WRITTEN PROBLEM A:
Copy word for word the portion of the passage on distributed transaction patterns starting with "1. Try Phase" and going on through "Phase (Resource Release)".

1. TCC Pattern
TCC (Try-Confirm-Cancel) distributed transaction model was first proposed by Microsoft architect Pat Helland for data consistency issues in distributed systems, using a service-oriented two-phase programming model.
1. Try Phase (Resource Reservation)
- As a first-phase operation, responsible for completing all business checks
- Reserve necessary business resources
- Use “flexible check” mechanism, not directly operating actual business data
2. Confirm Phase (Business Submission)
- As a second-phase commit operation, executes actual business logic
- Idempotency design must be guaranteed
- Actually deducts resources reserved in Try phase
3. Cancel Phase (Resource Release)
- Rollback resources reserved in Try phase
- Idempotency must also be guaranteed
- Usually triggered during business exceptions or timeouts
Advantages Over Traditional XA Protocol
- Single point of failure: Delegates transaction control to business initiator
- Synchronous blocking issue: Introduces timeout mechanism, fine-grained resource control
- Data consistency issue: Provides complete compensation mechanism
2. Queue Pattern
Basic Concepts
Queue pattern is a distributed transaction solution achieving eventual consistency. Its core idea is to split distributed transactions into multiple local transactions for processing.

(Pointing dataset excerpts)
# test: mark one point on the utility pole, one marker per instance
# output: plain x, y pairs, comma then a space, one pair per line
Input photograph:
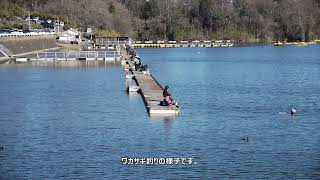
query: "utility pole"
29, 20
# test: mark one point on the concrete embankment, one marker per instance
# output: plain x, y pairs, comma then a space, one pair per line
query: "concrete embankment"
22, 46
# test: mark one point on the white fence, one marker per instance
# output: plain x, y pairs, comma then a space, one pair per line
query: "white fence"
76, 55
18, 34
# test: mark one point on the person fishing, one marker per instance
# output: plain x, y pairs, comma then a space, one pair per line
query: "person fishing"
137, 63
167, 98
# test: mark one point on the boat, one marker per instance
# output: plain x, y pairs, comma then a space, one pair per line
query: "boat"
129, 76
301, 44
133, 88
278, 43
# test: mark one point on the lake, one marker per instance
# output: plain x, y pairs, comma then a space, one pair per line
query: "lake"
79, 123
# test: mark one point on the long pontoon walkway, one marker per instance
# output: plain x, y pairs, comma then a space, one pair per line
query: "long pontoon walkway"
151, 92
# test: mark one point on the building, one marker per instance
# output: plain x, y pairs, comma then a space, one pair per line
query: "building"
70, 36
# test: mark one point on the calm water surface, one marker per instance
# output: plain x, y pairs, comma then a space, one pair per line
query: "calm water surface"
68, 123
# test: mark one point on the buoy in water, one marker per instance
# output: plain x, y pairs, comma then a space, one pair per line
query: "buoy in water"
293, 112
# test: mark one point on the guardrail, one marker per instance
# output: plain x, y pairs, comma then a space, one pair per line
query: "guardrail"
18, 34
74, 55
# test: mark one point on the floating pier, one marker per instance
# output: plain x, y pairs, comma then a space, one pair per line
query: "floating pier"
151, 92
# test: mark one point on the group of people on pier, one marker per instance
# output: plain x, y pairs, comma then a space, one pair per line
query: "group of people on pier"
139, 66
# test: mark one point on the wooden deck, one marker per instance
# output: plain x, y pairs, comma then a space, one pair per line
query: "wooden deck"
151, 92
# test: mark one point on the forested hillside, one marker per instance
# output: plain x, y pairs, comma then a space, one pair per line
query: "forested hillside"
249, 20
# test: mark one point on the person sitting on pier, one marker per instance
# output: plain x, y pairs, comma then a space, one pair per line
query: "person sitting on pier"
137, 63
167, 98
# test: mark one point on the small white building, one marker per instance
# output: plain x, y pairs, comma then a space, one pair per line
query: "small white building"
70, 36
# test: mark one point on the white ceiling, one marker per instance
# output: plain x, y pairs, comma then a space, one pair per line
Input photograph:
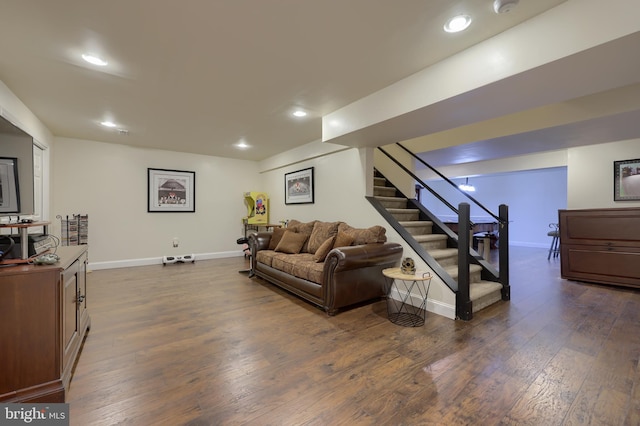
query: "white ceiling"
200, 75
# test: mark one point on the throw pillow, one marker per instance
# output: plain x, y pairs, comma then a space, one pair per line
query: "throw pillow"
323, 250
291, 242
276, 236
321, 231
343, 240
374, 234
302, 228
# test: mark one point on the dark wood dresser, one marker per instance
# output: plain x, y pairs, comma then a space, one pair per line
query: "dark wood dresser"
43, 320
601, 245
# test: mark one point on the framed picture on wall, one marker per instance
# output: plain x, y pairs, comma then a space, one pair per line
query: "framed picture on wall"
171, 191
298, 187
626, 180
9, 191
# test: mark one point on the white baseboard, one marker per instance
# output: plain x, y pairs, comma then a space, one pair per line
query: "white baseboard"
130, 263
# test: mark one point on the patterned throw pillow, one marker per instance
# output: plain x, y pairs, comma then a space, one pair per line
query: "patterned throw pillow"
343, 240
323, 250
302, 228
321, 231
374, 234
291, 242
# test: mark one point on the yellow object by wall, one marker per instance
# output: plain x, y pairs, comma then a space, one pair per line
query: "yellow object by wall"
257, 208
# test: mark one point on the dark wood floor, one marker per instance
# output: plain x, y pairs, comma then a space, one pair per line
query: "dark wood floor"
201, 344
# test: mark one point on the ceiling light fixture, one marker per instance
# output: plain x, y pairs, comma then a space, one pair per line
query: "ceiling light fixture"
504, 6
92, 59
457, 23
466, 187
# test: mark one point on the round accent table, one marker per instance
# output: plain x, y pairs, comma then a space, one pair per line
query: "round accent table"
407, 296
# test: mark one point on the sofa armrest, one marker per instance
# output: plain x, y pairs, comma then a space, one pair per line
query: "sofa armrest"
353, 257
354, 274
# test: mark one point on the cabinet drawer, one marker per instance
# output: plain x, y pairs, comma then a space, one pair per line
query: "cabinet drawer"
601, 264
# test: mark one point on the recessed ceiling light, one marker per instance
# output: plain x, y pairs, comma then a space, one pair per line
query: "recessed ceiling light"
457, 23
504, 6
92, 59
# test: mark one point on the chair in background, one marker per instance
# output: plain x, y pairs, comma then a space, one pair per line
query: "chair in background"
555, 240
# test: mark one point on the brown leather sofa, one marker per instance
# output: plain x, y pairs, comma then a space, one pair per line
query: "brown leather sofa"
329, 264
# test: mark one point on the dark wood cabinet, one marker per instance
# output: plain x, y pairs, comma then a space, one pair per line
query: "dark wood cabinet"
601, 245
43, 320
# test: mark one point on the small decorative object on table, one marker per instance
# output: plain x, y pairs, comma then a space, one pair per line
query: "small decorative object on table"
407, 296
408, 266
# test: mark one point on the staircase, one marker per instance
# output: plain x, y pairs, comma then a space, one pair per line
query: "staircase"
438, 246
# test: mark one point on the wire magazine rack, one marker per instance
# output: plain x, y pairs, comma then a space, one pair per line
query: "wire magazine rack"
74, 229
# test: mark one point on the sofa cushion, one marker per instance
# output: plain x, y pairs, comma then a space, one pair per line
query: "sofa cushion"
276, 236
301, 228
343, 240
321, 231
323, 250
291, 242
307, 269
287, 262
374, 234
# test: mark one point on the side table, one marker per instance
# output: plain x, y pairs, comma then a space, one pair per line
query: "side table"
400, 286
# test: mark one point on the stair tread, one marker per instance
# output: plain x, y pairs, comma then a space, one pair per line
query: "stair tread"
415, 223
397, 210
440, 253
389, 198
429, 237
453, 269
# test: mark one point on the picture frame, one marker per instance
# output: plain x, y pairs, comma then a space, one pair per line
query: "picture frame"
171, 191
299, 187
9, 186
626, 180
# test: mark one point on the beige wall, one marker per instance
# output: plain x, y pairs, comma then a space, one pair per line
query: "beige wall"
590, 174
109, 183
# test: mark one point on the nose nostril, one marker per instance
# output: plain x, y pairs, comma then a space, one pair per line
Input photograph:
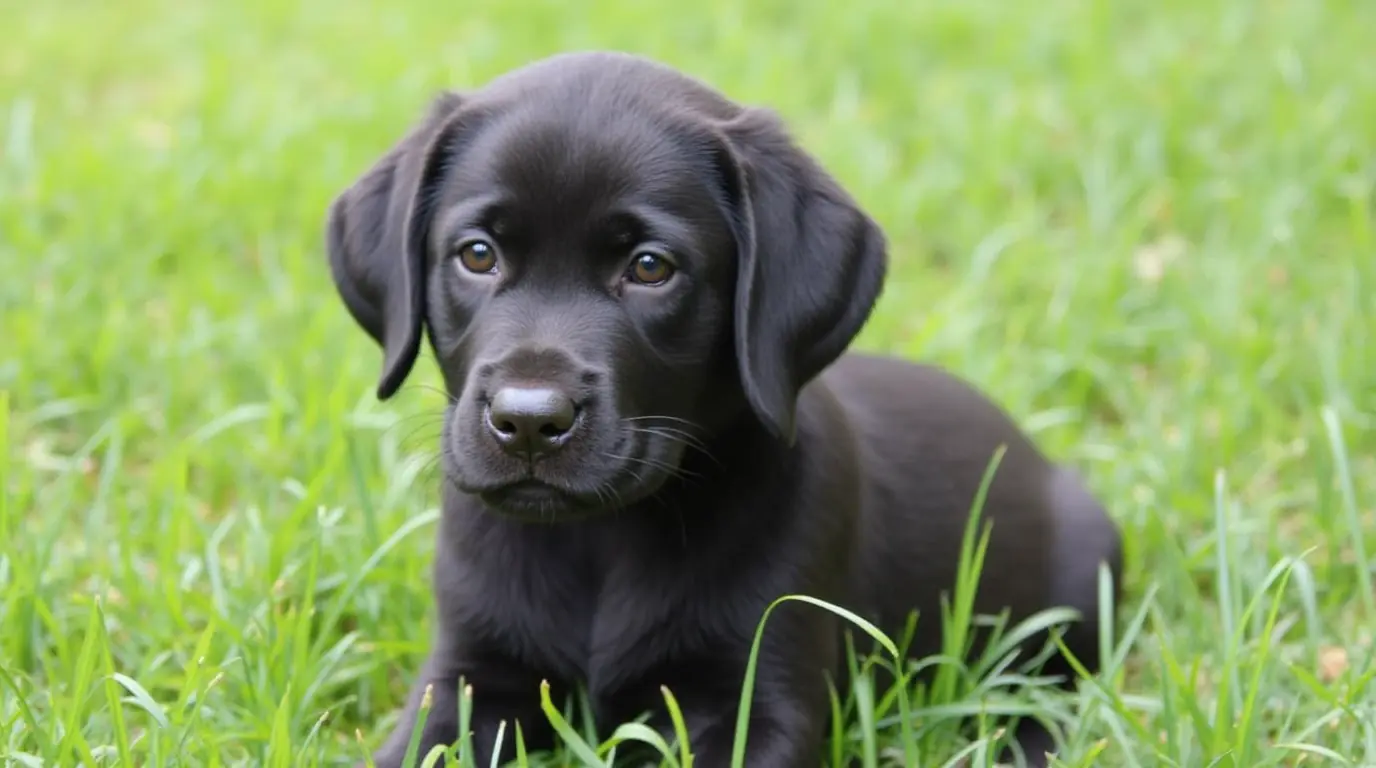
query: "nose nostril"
552, 431
531, 420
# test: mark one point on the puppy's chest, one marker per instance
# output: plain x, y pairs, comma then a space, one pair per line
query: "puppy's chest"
579, 613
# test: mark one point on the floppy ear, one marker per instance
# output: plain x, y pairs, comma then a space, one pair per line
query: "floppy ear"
376, 241
811, 266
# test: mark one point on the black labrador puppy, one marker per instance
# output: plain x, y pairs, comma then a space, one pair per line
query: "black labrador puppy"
640, 297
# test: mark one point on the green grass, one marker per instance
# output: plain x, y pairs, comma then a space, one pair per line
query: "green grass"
1145, 227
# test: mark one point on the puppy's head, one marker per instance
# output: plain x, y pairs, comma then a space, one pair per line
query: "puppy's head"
613, 262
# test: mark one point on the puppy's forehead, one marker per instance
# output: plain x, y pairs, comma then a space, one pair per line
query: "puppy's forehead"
562, 156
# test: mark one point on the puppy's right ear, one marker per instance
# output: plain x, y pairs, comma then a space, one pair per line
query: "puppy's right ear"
376, 240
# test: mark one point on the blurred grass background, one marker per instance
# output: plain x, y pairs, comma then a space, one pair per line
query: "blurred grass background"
1145, 227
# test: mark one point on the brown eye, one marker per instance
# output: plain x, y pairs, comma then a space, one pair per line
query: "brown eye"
650, 269
478, 256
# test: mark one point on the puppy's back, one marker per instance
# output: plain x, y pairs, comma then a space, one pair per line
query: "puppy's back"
928, 438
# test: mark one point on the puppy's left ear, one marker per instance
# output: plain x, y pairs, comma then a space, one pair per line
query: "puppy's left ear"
811, 264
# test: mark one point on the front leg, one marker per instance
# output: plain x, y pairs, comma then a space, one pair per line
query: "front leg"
789, 705
502, 692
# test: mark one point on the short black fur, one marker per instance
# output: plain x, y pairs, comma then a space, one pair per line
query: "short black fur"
725, 449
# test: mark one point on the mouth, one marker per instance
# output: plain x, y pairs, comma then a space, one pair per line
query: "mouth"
530, 500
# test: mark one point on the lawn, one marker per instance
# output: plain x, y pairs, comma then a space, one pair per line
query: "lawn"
1146, 229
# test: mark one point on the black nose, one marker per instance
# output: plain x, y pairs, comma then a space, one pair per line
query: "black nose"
530, 421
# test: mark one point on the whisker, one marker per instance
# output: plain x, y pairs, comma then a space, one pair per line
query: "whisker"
673, 471
672, 436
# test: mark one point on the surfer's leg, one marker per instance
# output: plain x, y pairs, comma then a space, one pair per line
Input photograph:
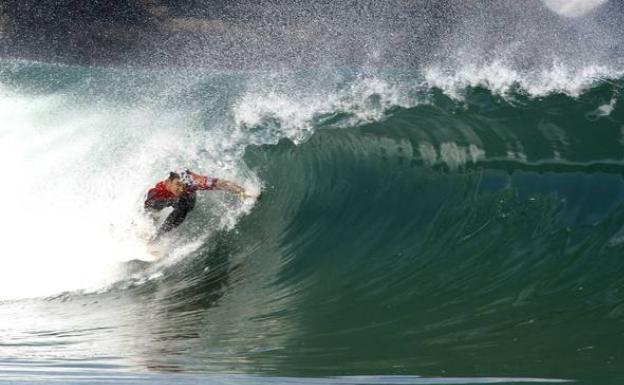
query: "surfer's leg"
177, 216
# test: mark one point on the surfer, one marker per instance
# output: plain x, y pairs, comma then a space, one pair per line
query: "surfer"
179, 191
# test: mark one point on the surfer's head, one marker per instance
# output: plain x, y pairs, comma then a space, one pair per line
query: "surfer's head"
174, 184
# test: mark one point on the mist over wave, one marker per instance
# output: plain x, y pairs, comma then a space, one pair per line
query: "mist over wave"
442, 191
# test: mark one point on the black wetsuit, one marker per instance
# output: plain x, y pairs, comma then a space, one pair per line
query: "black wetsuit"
181, 207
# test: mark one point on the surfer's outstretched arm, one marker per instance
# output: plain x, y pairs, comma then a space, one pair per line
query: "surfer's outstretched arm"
232, 187
202, 182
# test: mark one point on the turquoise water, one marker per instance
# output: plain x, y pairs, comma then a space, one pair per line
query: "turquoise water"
418, 224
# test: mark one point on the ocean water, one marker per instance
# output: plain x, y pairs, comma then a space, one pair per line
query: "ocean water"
427, 223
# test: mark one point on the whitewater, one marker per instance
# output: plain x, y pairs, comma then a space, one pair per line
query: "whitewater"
442, 200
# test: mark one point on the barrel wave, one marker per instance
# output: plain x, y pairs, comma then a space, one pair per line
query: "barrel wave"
451, 208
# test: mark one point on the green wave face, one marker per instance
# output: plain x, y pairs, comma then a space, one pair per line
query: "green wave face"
407, 226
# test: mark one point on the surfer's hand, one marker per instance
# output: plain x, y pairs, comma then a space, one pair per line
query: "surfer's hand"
243, 195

WRITTEN PROBLEM B:
How many lines of the rows above contain the string "turquoise", matching case? Reply with the number alone.

WRITTEN RESPONSE A:
1. Try Phase (Resource Reservation)
- As a first-phase operation, responsible for completing all business checks
- Reserve necessary business resources
- Use “flexible check” mechanism, not directly operating actual business data
2. Confirm Phase (Business Submission)
- As a second-phase commit operation, executes actual business logic
- Idempotency design must be guaranteed
- Actually deducts resources reserved in Try phase
3. Cancel Phase (Resource Release)

WRITTEN RESPONSE B:
2